- _LIST OF TASKS_:
1. Restate the part of the excerpt about Bobbi, Nick, and Max that opens with the words "I had discovered" and closes with "in April 2011.", substituting "gas station" for "Chevron station".
2. According to the excerpt about Bobbi, Nick, and Max, why does the writer consider it possible that Chattahoochee High School is the common link?
3. Decide whether each statement agrees with the excerpt about Bobbi, Nick, and Max. Answer yes or no for each, and quote the deciding words from the excerpt.
(a) Both women the writer called were willing to talk.
(b) Nick moved to Atlanta from Toledo, Ohio.
(c) Police confiscated rifles in the Dawson County wooded area.

- _EXCERPT_:
--

She gave me some names and numbers of two people who know Bobbi better, one of whom is the apparent source of the information she had just shared. She told me it was all anybody was talking about since Bobbi’s bathtub incident. When I called, however, neither woman had any interest in talking to me. One of them hung up almost immediately.
I had discovered that Nick—who had moved with his mother and stepfather to Atlanta from Toledo, Ohio, when he was young—had attended Chattahoochee High School, which is only a few hundred yards down the road from Taylor Road Middle School, so it’s possible that this is the common link.
If I was a little closer to determining how Bobbi and Nick connected for the first time, I was still uncertain how Nick had linked up with Max Lomas.
Max had a long history of trouble. He had been charged with two counts of battery at the Chevron station when he and Nick confronted Zach in April 2011.
Two months later, in June, Max was once again arrested with four other people in a wooded area in Dawson County, Georgia. Police confiscated three rifles and a significant amount of marijuana. They charged Max, who sported a Mohawk at the time, with “consumption of alcohol on a wildlife management area, possession with intent to distribute marijuana and possession of a firearm in the commission of a crime.” A year later, he was charged with a probation violation stemming from the previous incident.

--

- _RECORDS SHOWN_:

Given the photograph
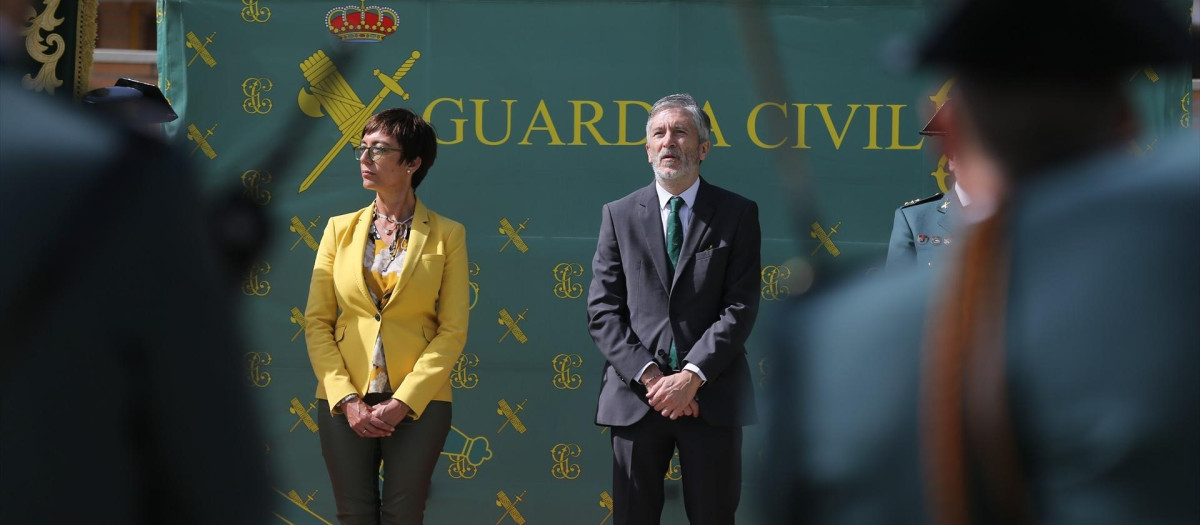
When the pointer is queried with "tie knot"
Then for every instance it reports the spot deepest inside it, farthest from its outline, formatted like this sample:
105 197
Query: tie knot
676 203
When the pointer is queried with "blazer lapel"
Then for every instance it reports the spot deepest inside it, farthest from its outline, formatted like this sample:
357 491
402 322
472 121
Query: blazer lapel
358 251
652 227
417 236
701 217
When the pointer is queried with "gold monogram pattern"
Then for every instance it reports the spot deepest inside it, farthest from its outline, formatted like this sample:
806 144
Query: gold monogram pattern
257 361
563 468
473 271
253 89
606 502
564 378
252 182
466 453
564 288
255 283
772 277
253 13
1186 108
461 375
37 44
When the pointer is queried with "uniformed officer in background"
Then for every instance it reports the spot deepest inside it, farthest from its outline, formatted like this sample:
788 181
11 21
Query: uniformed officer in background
1049 374
924 229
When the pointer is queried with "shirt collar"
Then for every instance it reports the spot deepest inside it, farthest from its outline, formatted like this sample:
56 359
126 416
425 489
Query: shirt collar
689 195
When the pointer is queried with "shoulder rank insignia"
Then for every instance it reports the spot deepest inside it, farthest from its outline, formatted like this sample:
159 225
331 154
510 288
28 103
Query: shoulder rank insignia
928 199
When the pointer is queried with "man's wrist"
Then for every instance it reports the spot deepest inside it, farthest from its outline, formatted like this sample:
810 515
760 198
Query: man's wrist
651 375
348 398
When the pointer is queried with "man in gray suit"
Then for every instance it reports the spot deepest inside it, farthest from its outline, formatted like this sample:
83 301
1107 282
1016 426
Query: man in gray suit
673 297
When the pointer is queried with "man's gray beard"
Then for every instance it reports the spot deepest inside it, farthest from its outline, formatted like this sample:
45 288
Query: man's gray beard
666 175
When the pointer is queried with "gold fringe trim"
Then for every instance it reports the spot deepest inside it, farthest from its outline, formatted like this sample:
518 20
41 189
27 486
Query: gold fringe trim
85 44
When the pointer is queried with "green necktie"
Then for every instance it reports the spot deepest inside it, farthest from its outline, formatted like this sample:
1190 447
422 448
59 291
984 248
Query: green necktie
675 243
675 233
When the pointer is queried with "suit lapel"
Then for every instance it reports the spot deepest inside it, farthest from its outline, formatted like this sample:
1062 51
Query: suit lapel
417 237
701 217
358 251
652 227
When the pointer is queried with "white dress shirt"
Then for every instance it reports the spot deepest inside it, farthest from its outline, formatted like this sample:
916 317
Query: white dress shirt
689 199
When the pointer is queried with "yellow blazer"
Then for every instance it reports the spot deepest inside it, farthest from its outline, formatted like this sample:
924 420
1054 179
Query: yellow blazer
424 324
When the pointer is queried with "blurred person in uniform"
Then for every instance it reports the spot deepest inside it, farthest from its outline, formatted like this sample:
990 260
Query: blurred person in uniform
1050 374
121 392
136 103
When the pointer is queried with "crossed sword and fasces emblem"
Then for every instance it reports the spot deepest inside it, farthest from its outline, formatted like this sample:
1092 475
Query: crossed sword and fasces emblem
510 507
823 240
328 92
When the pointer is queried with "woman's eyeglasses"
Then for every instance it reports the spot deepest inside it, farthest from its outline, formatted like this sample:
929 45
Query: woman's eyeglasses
373 152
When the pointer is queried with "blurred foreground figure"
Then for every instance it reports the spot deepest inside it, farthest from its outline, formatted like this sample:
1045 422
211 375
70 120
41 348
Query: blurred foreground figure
120 393
1053 376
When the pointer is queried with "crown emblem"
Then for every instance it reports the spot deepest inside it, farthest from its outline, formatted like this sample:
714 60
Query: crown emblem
361 23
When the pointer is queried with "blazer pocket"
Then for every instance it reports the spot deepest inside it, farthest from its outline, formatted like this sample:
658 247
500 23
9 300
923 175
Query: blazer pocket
432 265
712 252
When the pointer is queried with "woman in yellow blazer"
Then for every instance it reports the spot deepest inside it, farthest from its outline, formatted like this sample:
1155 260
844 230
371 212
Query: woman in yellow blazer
387 319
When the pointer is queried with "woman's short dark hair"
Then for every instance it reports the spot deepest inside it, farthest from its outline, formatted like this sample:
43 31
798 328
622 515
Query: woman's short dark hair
417 138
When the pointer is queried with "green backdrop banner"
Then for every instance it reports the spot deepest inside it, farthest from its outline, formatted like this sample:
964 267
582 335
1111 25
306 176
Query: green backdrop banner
541 110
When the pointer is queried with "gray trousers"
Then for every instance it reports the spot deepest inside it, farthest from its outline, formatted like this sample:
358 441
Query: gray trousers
353 463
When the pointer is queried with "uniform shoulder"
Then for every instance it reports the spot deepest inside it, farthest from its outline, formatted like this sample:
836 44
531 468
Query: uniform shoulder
933 198
447 223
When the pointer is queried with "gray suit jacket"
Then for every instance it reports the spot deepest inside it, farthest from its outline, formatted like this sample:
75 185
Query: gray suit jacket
636 308
923 231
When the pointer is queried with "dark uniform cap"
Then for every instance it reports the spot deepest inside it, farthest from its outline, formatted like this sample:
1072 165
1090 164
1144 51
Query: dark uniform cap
133 101
1056 38
940 124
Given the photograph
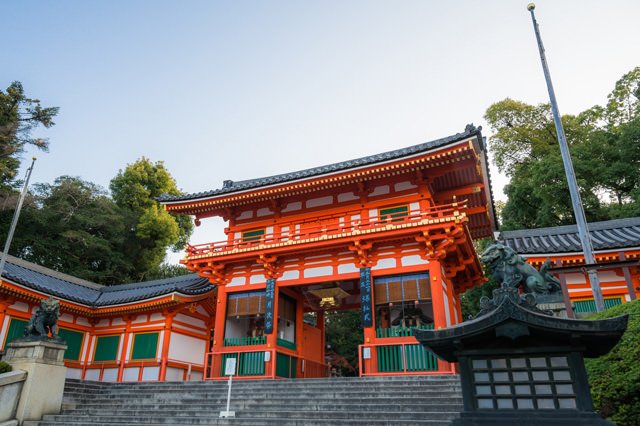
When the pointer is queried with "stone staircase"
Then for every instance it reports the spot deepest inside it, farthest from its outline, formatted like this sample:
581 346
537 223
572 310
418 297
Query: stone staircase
426 400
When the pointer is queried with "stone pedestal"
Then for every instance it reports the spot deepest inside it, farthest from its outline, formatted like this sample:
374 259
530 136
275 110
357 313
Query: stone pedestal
43 360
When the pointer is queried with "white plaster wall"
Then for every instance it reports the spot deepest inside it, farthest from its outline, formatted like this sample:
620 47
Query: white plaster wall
247 214
347 196
187 348
384 264
379 190
92 374
413 260
190 320
74 373
265 211
290 275
196 376
237 281
110 375
321 201
174 374
402 186
292 207
346 268
257 278
82 321
139 319
318 272
130 374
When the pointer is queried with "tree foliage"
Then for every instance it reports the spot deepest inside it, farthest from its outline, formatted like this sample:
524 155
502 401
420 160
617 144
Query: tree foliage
152 228
75 228
615 377
19 116
605 149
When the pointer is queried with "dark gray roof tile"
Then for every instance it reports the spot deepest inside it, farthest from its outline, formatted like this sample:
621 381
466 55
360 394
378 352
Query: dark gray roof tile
231 186
90 294
605 235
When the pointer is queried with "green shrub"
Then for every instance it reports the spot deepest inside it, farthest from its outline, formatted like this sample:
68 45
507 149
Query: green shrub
615 377
5 367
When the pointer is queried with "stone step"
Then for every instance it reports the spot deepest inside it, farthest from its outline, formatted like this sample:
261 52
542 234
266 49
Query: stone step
262 422
137 410
205 418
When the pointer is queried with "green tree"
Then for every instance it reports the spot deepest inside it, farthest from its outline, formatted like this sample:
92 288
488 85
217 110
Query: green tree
604 148
470 299
615 377
75 228
152 229
19 116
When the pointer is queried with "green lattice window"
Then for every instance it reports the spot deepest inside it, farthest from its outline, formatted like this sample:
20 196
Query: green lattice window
395 213
74 343
107 348
16 330
584 306
145 346
252 235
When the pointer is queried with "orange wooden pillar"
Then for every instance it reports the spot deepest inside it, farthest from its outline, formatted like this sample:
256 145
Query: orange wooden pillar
218 331
272 338
4 306
437 302
125 346
164 354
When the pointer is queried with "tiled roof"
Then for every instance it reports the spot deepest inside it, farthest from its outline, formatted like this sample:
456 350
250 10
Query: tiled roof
605 235
230 186
87 293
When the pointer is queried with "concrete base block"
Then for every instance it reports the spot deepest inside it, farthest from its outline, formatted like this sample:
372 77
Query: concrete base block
43 360
10 390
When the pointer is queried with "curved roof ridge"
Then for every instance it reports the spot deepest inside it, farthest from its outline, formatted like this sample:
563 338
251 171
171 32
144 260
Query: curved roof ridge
606 234
67 287
230 186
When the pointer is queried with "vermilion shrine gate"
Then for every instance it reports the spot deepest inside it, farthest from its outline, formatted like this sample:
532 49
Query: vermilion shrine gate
390 235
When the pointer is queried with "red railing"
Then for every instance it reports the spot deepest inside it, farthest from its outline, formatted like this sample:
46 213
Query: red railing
445 211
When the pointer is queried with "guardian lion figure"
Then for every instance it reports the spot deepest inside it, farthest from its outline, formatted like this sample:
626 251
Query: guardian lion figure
511 270
44 320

--

- _ANSWERS FOR EACH ITEM_:
1.
I had discovered that Nick—who had moved with his mother and stepfather to Atlanta from Toledo, Ohio, when he was young—had attended Chattahoochee High School, which is only a few hundred yards down the road from Taylor Road Middle School, so it’s possible that this is the common link.
If I was a little closer to determining how Bobbi and Nick connected for the first time, I was still uncertain how Nick had linked up with Max Lomas.
Max had a long history of trouble. He had been charged with two counts of battery at the gas station when he and Nick confronted Zach in April 2011.

2. Nick had attended Chattahoochee High School, which is only a few hundred yards down the road from Taylor Road Middle School.

3.
(a) No: "neither woman had any interest in talking to me."
(b) Yes: "had moved with his mother and stepfather to Atlanta from Toledo, Ohio"
(c) Yes: "Police confiscated three rifles and a significant amount of marijuana."